## Task requirements
1. For the piece on the silent narrator, state whether each statement below agrees with it, answering yes or no and quoting the words that settle it. (a) The silent narrator technique is used relatively rarely in fiction. (b) With a silent narrator, readers hear the narrator's questions but not the other character's replies. (c) "Outline" is the last book in Rachel Cusk's trilogy.
2. Pick up the piece on the silent narrator at the point where it stops, and continue it in the same voice.

## Extract to read
--- begin ---

The Power of the Silent Narrator

The technique of the silent narrator is unlike any other and is used relatively rarely in fiction. Regardless, the use of a silent narrator is engaging, mysterious and certainly a challenge for any budding author.

The silent narrator essentially creates a plot based around conversations, yet we only ever hear the response from the other character and not the questioning or retort from the narrator.

We get to see how the narrator views the world, but very little about what he or she actually thinks of it. This results in the narrator being silent in their verbal or physical presence and our opinion of this narrator being shaped through his or her interactions. 

To review this technique, we are going to look at Rachel Cusk’s novel “Outline” which is the first book in her trilogy.

The novel documents the narrator’s social encounters as she flies from London to Athens, teaches her writing classes, meets people for dinner and goes on boat rides. At first glance, this novel seems to chart mundane and ordinary situations, but the technique of the silent narrator allows Rachel Cusk to create striking tensions within the novel as the narrator absorbs the stories of others and provides a critique on life, love and everything in between.

--- end ---

## Supplied records
--- begin ---

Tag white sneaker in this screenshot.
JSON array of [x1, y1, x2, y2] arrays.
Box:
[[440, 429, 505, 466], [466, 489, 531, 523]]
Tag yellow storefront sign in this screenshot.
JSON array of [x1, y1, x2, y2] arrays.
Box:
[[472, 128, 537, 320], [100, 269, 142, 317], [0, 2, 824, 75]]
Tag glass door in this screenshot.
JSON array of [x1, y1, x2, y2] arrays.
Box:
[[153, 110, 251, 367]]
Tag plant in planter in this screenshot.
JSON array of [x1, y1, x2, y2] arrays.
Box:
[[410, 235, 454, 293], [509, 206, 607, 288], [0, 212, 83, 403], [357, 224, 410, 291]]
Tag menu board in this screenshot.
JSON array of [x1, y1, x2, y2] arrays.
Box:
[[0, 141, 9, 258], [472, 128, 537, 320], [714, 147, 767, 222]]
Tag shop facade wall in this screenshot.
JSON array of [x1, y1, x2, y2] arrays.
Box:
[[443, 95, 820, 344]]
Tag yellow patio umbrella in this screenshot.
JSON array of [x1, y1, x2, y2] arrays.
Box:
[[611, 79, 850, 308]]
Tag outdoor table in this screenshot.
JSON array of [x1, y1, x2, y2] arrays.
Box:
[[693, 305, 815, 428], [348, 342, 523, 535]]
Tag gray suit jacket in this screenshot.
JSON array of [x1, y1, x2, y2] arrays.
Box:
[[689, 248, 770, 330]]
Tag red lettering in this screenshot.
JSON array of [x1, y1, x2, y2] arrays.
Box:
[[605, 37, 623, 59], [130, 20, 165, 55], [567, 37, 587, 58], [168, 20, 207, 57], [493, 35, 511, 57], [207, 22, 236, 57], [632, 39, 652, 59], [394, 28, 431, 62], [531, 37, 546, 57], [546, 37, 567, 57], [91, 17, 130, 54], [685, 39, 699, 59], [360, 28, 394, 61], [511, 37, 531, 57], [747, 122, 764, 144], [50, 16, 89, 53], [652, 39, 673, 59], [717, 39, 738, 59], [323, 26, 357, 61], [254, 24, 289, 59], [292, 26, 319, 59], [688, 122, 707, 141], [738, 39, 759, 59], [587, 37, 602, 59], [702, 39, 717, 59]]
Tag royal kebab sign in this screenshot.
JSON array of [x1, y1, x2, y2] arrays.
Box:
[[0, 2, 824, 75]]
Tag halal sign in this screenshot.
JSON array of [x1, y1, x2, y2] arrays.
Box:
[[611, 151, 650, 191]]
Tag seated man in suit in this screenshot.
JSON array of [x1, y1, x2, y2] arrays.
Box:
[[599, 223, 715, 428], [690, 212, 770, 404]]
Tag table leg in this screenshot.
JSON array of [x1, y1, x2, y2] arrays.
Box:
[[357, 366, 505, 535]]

--- end ---
--- begin ---

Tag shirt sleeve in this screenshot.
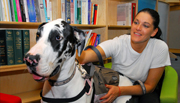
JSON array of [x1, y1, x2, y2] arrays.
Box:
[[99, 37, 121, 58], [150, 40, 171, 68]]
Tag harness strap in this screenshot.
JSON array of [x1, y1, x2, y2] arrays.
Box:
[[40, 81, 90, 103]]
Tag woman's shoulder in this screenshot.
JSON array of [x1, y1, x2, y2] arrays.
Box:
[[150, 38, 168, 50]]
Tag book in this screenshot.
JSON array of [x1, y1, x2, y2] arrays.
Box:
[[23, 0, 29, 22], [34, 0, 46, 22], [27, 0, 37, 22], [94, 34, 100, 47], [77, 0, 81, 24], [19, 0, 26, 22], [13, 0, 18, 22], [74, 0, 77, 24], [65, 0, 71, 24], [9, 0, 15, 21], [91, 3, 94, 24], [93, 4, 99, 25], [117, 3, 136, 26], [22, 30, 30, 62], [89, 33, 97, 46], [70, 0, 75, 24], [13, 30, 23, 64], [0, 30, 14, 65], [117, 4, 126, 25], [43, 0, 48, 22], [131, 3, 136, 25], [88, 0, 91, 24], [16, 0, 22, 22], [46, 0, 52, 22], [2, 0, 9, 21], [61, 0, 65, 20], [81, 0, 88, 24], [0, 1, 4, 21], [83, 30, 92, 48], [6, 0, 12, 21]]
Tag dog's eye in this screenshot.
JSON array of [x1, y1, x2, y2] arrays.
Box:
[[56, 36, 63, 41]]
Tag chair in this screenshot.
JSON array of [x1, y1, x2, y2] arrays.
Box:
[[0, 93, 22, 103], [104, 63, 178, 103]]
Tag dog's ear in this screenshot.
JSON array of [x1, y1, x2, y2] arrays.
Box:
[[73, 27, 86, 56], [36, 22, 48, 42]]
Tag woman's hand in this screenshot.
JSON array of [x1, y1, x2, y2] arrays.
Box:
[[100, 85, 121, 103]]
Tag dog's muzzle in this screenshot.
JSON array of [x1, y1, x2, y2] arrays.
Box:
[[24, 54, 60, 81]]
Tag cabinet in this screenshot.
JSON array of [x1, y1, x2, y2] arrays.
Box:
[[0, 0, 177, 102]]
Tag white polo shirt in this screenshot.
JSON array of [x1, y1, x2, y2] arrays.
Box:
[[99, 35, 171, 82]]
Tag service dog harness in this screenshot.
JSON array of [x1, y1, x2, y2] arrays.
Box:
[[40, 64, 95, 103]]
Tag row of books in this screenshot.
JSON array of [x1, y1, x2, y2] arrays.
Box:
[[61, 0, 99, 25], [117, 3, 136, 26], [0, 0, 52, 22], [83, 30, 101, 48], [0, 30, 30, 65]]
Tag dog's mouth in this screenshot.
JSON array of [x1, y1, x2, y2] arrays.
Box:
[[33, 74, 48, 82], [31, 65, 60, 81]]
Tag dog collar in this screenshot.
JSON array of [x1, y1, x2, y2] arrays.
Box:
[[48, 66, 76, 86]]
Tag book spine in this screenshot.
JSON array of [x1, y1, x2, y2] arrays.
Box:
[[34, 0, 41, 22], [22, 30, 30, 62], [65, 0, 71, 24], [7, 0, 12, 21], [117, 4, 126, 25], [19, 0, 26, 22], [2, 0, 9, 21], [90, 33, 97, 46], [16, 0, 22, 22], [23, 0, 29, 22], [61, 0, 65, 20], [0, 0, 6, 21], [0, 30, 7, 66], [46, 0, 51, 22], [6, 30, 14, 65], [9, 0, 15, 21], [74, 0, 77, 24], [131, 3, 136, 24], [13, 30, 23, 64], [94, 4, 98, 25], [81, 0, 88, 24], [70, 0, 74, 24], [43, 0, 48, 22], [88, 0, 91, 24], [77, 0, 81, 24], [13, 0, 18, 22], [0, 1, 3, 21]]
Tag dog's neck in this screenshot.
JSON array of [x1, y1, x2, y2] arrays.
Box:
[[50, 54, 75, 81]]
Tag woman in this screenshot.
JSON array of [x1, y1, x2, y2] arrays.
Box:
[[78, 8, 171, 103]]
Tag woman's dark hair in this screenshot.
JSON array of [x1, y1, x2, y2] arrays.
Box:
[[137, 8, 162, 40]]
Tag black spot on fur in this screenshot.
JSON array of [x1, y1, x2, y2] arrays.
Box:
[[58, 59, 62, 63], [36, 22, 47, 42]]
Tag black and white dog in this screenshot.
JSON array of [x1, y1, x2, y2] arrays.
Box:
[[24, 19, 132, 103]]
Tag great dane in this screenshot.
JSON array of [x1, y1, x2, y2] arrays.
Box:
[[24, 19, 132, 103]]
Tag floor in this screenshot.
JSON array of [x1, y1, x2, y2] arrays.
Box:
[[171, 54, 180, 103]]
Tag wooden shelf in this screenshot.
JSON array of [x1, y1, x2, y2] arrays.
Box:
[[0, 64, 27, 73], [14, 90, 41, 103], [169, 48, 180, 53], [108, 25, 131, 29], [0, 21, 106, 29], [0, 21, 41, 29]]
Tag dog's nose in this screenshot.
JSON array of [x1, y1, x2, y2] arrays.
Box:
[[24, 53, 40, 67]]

--- end ---
--- begin ---

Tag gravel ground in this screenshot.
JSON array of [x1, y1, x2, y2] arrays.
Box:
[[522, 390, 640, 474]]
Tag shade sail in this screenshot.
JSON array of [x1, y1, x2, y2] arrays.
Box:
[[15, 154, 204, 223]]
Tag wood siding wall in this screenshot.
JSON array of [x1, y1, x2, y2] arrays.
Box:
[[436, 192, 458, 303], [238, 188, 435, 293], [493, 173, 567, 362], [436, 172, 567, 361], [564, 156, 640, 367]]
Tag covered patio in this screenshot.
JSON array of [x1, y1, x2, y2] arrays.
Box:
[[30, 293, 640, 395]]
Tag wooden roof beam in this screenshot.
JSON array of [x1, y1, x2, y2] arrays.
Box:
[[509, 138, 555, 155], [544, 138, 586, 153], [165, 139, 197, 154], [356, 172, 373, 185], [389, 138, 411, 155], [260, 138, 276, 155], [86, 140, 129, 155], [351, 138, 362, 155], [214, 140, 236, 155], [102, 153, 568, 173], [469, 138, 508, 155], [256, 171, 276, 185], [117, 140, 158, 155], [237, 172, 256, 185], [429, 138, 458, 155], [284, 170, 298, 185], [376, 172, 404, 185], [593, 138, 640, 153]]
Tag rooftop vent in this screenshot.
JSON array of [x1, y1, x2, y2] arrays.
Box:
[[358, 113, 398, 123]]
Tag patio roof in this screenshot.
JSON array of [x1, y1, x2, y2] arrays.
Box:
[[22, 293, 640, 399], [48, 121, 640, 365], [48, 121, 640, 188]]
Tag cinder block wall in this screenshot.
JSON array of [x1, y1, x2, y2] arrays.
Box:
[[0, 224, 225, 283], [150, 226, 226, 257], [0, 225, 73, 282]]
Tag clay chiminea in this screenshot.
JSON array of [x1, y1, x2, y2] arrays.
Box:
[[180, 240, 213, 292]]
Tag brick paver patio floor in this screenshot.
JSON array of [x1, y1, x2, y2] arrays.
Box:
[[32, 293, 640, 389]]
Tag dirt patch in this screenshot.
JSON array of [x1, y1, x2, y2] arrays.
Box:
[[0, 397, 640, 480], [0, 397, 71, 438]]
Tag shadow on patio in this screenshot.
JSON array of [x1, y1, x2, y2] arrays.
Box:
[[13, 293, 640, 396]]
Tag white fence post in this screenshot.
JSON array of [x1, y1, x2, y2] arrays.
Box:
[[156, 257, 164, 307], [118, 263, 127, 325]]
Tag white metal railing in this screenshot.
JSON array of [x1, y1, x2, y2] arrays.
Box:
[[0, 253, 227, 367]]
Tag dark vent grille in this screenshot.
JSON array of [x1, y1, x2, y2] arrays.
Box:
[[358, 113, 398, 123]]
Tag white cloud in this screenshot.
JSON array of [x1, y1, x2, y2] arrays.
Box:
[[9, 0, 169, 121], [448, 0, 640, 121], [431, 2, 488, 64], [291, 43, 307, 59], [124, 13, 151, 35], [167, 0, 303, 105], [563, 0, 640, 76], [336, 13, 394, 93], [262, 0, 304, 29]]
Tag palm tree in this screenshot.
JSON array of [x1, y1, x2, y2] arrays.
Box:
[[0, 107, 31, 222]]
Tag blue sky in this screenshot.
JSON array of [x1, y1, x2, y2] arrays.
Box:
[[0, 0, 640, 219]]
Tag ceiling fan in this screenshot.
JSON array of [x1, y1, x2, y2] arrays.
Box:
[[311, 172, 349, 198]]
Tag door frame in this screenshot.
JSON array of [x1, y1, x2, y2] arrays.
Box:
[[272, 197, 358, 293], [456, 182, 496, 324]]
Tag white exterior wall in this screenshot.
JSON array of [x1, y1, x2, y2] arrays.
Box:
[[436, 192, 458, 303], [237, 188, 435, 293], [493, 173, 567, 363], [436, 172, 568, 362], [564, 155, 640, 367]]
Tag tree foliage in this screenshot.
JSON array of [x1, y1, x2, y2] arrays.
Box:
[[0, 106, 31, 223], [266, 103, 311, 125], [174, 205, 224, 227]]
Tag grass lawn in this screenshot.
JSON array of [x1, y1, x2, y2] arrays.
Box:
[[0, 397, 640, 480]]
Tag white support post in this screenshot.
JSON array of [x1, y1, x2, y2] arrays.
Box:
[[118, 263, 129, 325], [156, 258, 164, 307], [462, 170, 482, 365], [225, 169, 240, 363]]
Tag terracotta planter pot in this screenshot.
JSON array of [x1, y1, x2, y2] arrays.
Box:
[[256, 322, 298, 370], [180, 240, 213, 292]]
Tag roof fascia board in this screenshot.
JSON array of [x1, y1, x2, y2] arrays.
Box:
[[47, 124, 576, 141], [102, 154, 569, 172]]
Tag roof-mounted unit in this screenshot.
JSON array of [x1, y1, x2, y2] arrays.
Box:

--- end ---

## Results of the tasks
1.
(a) Yes: "is used relatively rarely in fiction"
(b) No: "we only ever hear the response from the other character and not the questioning or retort from the narrator"
(c) No: "which is the first book in her trilogy"

2.
What is initially striking about “Outline” is the sense of mystery that surrounds the narrator. We only find out the narrator’s name “Faye” towards the end of the novel and we know relatively little about her factually, yet we gain a detailed understanding of how she perceives the world and those around her.  The narrator’s perception of the world is beautifully insightful, and each interaction is meaningful. The narrator’s second interaction with the man she sat next to on the plane to Athens is one of these moments: 

“I was sent to an English boarding school at the age of seven” he replied “you might say I have the mannerisms of an Englishman but the heart of a Greek. I am told” he added, “it would be much worse the other way around.” 

This interaction is a perfect example of not only how to construct a conversation using a silent narrator, but how powerful this narration technique can be.

To construct a sentence using a silent narrator, you need to have each character carefully planned as well as their 

dialogue planned and crafted.

Then you need to omit the narrator’s voice. Rachel Cusk does this successfully through using phrases spoken by the other 

character such as “he replied” and “he added” to give the impression that a conversation is flowing yet the reader is only exposed to the responses within the conversation.

The power of the silent narrator is that the emotions and perspectives that are exposed are truly unique and intriguing. The brief conversation between Faye and the man on the plane reveals complex emotions regarding national identity, yet they are presented within the mundane environment of a plane journey. This tension between the mundane and the emotionally charged conversations creates a truly unique environment within the fictional world where the reader is forced to reflect upon their own existence and human experience. 

The ultimate effect of the silent narrator on the reader is that they experience the world from the mind of the silent narrator; the readers of Rachel Cusk’s novel ultimately become Faye, sitting on a plane, travelling around Athens and having conversations. The silent narrator creates a fully immersive experience within the fictional world the author (or you) have created.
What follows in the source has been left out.